• **What the exercise asks**
What lines below include the word "gravel"? Copy each one.

= Beginning of Section =

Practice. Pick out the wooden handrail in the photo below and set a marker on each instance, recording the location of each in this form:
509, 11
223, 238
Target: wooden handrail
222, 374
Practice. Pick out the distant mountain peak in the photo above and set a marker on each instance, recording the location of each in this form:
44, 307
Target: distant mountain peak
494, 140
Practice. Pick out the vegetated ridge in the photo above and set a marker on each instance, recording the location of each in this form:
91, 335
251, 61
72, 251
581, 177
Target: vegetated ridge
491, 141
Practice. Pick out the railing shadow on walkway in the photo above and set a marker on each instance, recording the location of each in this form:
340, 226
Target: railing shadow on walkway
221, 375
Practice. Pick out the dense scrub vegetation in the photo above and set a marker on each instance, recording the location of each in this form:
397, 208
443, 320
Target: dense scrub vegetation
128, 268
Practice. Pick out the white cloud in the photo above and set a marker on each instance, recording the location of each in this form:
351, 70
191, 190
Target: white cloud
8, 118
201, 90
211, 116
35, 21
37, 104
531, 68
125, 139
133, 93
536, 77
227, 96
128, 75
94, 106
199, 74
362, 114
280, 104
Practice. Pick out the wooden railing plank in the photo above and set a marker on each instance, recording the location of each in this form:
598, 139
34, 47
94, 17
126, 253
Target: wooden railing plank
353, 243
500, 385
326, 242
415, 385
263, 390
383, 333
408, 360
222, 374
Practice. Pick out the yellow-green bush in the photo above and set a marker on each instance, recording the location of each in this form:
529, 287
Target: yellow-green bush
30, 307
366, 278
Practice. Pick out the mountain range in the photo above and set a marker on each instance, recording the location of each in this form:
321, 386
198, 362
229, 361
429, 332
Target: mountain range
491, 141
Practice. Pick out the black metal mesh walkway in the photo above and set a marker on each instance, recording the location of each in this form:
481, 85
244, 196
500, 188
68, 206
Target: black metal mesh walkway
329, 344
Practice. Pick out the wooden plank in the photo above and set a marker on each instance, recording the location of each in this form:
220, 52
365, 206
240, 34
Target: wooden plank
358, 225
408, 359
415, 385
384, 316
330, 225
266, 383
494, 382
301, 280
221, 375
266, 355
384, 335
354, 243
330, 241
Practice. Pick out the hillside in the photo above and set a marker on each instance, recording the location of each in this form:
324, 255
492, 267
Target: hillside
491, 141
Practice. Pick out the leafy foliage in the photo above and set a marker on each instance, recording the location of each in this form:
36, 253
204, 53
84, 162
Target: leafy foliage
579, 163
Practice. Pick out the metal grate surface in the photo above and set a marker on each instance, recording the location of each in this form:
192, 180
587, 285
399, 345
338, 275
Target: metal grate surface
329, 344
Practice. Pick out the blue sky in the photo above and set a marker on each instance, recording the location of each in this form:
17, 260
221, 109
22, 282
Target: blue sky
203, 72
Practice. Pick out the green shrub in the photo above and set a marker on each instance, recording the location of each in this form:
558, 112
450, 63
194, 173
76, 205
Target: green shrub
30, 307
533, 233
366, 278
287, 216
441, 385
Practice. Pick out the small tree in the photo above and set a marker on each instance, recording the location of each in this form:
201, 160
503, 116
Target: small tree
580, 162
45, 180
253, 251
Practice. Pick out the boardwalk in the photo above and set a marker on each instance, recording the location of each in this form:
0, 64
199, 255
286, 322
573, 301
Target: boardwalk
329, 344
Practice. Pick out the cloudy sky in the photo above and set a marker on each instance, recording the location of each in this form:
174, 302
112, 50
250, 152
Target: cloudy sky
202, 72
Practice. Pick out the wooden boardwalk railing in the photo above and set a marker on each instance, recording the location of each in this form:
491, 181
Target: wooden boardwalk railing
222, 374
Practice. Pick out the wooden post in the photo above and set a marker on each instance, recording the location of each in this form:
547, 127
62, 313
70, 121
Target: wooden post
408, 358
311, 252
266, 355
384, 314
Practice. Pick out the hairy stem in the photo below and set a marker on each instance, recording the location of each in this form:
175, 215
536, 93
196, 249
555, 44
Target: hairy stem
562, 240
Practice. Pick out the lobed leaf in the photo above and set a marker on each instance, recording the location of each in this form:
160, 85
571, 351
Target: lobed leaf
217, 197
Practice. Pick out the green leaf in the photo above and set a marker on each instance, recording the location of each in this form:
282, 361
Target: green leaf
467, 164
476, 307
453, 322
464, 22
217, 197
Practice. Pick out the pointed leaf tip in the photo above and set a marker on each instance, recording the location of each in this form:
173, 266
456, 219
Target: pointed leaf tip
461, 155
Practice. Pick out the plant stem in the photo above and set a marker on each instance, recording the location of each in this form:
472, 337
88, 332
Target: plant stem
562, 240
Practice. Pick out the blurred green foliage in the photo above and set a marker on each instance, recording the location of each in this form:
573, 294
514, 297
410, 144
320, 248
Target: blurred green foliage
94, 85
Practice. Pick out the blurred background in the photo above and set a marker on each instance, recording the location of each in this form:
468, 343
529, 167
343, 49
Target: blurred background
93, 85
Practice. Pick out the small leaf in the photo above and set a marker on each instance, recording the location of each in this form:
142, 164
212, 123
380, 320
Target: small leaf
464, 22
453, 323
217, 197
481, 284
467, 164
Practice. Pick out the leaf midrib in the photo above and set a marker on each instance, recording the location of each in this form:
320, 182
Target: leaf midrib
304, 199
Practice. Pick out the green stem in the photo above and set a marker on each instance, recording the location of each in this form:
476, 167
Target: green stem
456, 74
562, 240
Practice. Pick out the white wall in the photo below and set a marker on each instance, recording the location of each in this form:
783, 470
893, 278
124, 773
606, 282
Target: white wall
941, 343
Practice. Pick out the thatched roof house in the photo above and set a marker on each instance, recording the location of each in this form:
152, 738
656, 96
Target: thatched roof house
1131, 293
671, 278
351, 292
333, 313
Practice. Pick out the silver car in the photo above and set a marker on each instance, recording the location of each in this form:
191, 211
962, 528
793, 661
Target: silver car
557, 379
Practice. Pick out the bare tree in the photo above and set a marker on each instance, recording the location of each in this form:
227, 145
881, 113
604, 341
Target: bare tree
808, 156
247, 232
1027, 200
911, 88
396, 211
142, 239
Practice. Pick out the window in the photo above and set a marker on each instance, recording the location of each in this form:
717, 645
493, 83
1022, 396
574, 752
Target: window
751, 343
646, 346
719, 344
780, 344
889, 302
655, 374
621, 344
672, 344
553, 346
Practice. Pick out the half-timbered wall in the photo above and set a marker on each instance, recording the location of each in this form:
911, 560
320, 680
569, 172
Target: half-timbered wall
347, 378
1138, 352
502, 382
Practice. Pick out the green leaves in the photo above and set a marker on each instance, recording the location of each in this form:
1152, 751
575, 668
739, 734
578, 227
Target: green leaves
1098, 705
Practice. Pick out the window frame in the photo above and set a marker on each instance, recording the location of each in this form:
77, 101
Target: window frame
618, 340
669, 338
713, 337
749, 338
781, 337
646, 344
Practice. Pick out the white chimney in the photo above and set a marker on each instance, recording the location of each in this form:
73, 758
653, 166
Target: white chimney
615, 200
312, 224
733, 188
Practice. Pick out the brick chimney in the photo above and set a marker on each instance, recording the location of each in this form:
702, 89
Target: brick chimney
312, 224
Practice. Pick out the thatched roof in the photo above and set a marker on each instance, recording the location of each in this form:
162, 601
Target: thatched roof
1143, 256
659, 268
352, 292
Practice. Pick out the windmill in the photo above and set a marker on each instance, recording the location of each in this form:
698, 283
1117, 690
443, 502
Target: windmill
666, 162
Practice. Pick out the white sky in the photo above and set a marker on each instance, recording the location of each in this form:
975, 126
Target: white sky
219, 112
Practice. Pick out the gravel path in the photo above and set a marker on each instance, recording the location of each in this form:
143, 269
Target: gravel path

= End of Section =

• **Solution for this task**
Practice. Pick out the gravel path in the photo above and set a marker on each instance, recording the location of each in this form:
Target: gravel path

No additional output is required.